Scan the records below for the line with "Show me the rusty" and the line with "Show me the dirt road in the picture above.". Repeat those two lines and every line between them exactly, and nothing else.

### Collected data
——

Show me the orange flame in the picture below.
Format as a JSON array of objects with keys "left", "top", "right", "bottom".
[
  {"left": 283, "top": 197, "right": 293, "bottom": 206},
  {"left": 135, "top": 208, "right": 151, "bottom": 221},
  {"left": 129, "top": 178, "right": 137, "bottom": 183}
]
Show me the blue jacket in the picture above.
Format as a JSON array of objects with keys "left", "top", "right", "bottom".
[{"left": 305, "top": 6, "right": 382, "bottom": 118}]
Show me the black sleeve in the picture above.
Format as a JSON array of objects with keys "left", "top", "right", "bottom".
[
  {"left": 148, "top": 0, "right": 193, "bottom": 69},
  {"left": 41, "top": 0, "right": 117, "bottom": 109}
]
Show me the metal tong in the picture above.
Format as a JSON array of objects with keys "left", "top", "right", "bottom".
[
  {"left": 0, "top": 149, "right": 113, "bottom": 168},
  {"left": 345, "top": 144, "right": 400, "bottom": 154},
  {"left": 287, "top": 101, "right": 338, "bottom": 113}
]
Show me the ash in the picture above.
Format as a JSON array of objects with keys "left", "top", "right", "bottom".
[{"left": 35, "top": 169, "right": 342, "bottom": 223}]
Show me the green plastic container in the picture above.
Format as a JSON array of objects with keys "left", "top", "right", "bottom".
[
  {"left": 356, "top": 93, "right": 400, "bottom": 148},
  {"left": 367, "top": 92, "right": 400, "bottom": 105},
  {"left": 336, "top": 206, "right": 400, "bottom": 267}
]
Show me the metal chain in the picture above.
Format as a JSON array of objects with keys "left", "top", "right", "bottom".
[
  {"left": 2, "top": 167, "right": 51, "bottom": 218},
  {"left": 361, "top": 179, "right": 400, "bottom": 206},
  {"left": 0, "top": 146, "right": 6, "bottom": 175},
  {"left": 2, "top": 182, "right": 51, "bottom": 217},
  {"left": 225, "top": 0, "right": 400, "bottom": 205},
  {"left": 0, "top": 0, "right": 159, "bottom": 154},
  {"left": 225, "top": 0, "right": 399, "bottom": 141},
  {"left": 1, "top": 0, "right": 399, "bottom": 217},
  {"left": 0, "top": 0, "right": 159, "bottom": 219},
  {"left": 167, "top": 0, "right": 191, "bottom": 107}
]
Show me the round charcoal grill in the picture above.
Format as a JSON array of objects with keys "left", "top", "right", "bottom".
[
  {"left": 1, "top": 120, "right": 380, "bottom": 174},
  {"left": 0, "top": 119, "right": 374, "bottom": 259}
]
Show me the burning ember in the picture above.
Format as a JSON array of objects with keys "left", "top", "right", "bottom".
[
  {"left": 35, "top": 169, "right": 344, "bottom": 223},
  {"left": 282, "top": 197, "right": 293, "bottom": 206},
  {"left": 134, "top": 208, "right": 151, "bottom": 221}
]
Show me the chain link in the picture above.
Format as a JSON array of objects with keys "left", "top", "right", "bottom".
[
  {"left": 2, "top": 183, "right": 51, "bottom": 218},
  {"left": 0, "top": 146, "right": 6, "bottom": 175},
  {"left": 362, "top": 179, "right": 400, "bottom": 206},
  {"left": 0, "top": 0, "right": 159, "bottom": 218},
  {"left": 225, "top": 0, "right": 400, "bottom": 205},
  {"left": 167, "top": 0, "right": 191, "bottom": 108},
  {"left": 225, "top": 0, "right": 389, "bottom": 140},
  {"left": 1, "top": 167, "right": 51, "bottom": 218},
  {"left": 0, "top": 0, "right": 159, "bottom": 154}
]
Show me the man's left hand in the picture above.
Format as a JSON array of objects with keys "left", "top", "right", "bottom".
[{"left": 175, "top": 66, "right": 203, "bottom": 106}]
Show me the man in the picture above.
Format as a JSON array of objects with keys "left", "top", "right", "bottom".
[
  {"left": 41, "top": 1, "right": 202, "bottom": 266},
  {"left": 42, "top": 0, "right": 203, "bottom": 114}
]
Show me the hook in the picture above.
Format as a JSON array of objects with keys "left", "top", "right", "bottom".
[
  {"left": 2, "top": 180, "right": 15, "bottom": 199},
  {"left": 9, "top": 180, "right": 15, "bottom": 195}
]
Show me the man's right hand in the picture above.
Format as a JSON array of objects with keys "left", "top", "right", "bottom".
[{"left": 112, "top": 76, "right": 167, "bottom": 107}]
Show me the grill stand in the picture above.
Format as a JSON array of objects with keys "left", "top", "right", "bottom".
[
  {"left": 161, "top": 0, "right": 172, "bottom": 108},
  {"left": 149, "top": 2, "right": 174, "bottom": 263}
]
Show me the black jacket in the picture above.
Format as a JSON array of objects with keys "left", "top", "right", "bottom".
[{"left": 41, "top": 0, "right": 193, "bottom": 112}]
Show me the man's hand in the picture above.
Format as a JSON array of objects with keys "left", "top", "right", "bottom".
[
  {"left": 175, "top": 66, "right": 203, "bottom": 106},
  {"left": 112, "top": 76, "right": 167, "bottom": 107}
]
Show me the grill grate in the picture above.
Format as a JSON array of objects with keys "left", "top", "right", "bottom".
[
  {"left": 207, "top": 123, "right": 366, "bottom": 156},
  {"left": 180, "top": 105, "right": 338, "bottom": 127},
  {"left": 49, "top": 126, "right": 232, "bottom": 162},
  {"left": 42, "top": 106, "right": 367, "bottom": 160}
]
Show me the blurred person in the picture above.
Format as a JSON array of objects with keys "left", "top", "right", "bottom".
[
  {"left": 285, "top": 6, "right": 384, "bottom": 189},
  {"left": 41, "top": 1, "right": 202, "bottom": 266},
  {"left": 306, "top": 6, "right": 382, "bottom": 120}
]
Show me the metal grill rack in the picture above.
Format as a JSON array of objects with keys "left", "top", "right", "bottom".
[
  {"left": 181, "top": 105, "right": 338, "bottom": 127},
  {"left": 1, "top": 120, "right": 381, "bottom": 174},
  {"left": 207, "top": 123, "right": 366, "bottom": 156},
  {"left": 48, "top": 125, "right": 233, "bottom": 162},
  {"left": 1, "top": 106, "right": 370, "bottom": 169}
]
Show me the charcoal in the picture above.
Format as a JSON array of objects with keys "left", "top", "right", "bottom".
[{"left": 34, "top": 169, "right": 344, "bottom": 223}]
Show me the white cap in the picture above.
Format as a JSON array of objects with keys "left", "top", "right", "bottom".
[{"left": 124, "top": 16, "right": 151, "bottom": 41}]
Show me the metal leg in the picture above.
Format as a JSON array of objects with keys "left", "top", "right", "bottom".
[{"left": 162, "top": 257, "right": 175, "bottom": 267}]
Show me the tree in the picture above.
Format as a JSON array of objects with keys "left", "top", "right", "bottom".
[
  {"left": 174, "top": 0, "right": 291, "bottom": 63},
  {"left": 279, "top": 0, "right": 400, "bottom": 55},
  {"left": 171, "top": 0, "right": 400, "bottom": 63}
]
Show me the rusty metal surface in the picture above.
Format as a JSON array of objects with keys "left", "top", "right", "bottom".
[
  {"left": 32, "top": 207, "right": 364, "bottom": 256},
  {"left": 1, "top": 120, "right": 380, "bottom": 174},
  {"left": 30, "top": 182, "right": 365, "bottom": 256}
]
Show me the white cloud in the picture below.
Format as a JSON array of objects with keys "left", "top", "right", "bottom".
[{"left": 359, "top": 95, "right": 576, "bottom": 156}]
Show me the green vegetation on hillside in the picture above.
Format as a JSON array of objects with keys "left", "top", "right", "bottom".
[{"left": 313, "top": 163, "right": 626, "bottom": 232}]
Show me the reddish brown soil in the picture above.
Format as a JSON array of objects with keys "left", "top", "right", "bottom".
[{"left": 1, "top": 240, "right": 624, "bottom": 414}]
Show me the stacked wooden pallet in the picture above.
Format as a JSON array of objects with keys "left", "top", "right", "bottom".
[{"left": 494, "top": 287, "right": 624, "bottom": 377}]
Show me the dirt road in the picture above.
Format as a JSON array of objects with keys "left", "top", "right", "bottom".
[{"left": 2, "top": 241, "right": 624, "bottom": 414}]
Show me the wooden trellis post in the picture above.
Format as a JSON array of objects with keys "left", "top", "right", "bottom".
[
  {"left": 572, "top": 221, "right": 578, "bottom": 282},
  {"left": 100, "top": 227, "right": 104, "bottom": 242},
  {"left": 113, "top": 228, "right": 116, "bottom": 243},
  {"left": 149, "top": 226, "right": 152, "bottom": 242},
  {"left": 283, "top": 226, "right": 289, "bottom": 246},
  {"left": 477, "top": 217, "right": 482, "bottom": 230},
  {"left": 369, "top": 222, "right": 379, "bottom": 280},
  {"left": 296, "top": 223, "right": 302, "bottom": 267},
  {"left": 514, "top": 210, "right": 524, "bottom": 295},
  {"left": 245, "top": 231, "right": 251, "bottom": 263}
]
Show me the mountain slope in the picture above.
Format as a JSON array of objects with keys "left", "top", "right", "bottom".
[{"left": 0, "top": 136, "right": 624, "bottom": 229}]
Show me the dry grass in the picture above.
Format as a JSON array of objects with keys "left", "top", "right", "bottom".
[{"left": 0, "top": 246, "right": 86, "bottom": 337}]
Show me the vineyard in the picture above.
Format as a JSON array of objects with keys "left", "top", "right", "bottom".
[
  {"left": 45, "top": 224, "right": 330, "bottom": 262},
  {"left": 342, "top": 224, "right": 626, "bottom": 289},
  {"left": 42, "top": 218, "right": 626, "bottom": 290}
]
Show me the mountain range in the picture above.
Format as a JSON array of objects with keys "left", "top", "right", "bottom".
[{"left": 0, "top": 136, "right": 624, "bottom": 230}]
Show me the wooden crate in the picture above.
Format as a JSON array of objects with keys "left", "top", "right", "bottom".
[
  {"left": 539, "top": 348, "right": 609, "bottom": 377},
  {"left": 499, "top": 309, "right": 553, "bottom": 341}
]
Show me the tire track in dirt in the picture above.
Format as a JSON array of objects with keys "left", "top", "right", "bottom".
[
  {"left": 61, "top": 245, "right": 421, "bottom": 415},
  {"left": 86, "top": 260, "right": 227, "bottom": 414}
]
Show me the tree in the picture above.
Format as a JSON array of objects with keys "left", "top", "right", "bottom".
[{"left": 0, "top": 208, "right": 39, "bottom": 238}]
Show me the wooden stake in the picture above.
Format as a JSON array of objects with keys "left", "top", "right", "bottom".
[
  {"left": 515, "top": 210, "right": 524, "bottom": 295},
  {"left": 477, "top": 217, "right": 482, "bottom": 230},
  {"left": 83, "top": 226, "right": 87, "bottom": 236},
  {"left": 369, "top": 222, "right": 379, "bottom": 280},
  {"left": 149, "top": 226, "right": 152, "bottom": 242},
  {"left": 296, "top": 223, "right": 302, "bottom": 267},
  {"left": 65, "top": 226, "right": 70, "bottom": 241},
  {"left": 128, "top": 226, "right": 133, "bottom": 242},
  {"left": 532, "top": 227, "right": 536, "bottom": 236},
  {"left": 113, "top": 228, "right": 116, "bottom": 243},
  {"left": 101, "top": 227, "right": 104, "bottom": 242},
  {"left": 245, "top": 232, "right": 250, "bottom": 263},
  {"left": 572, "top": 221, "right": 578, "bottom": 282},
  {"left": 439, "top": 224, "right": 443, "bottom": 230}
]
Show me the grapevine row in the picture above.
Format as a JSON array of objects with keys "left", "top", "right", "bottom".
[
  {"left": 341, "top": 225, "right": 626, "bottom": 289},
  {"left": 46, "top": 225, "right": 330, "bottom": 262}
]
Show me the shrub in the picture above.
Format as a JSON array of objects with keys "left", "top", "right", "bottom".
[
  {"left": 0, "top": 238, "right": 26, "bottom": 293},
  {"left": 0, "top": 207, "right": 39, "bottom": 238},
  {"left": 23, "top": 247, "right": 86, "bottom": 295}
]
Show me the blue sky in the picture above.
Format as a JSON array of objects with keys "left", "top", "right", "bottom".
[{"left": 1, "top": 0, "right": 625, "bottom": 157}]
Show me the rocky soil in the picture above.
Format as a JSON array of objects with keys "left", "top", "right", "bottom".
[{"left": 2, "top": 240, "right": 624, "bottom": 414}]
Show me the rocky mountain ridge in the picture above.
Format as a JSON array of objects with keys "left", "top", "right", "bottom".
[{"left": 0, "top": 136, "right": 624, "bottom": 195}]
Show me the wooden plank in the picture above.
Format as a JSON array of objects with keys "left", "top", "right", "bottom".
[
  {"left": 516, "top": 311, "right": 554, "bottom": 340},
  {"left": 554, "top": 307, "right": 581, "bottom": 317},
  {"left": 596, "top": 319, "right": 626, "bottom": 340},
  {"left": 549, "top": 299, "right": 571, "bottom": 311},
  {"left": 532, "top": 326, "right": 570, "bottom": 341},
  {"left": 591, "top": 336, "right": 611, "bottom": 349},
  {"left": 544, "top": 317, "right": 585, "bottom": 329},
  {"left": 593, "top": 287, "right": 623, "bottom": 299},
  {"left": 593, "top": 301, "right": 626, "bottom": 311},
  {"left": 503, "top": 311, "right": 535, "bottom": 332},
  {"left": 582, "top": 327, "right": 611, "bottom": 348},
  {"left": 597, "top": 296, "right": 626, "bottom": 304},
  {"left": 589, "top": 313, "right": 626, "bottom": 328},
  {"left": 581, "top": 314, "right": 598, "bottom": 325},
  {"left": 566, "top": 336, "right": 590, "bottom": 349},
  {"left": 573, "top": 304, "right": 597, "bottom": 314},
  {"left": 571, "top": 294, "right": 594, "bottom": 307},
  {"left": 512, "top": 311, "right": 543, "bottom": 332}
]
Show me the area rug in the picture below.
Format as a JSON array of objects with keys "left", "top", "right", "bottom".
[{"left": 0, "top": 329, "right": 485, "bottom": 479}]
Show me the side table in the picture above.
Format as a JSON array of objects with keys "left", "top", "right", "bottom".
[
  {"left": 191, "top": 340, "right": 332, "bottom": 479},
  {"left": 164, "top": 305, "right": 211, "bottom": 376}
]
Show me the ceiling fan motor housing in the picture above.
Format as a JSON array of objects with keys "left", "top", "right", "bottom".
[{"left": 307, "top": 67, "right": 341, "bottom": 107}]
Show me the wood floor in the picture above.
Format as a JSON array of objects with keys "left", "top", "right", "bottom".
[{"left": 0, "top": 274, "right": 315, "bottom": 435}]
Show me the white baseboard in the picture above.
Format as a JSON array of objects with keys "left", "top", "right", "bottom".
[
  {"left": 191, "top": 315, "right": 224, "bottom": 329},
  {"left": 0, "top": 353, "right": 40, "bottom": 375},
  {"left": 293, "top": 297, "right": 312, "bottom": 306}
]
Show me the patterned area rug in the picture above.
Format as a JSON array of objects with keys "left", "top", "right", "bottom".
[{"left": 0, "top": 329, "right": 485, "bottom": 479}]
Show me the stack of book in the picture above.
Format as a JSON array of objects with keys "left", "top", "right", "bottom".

——

### RESPONSE TO THE TASK
Show me the rusty metal surface in the picture above.
Format as a JSON array of objects with keys "left", "top", "right", "bottom".
[
  {"left": 32, "top": 207, "right": 364, "bottom": 256},
  {"left": 1, "top": 120, "right": 380, "bottom": 174},
  {"left": 30, "top": 182, "right": 365, "bottom": 256}
]
Show me the white cloud in the picture below.
Format as a JSON array of objects with keys "left", "top", "right", "bottom".
[{"left": 359, "top": 95, "right": 576, "bottom": 156}]
Show me the green vegetation on hillside in the picture above.
Format as a JSON array of objects with keys "left", "top", "right", "bottom".
[{"left": 313, "top": 163, "right": 626, "bottom": 232}]
Show me the reddish brown soil in the picture above.
Format as a JSON array of objects with keys "left", "top", "right", "bottom".
[{"left": 1, "top": 240, "right": 624, "bottom": 414}]
Show me the stacked wooden pallet in the picture above.
Format as a JSON array of objects with keys "left", "top", "right", "bottom".
[{"left": 494, "top": 287, "right": 624, "bottom": 377}]
Show me the dirt road in the picture above.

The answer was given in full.